**DATA ROWS:**
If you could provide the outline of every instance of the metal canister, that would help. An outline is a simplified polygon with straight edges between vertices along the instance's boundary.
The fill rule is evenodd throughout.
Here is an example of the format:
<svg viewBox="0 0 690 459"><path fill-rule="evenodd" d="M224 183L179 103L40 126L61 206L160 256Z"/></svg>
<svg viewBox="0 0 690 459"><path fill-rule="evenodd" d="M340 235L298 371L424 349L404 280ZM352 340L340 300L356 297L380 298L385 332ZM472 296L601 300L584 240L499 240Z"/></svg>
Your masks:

**WORK TO DO:**
Pull out every line of the records that contains the string "evenodd". Case counts.

**COMPLETE OUTPUT:**
The fill rule is evenodd throughout.
<svg viewBox="0 0 690 459"><path fill-rule="evenodd" d="M224 183L179 103L40 126L61 206L160 256Z"/></svg>
<svg viewBox="0 0 690 459"><path fill-rule="evenodd" d="M340 235L298 371L424 349L404 280ZM352 340L340 300L356 297L380 298L385 332ZM472 296L601 300L584 240L499 240Z"/></svg>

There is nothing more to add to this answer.